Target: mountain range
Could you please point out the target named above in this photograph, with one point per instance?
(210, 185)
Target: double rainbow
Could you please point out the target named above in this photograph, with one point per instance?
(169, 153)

◆ TASK BRIEF ◆
All entries given above are to be printed again exactly.

◆ TASK RESULT ◆
Target: mountain range
Could you please point out the target named above in this photograph, with one point per instance?
(210, 185)
Target: double rainbow
Could you please point out the target named above in this photograph, with one point per instance?
(169, 153)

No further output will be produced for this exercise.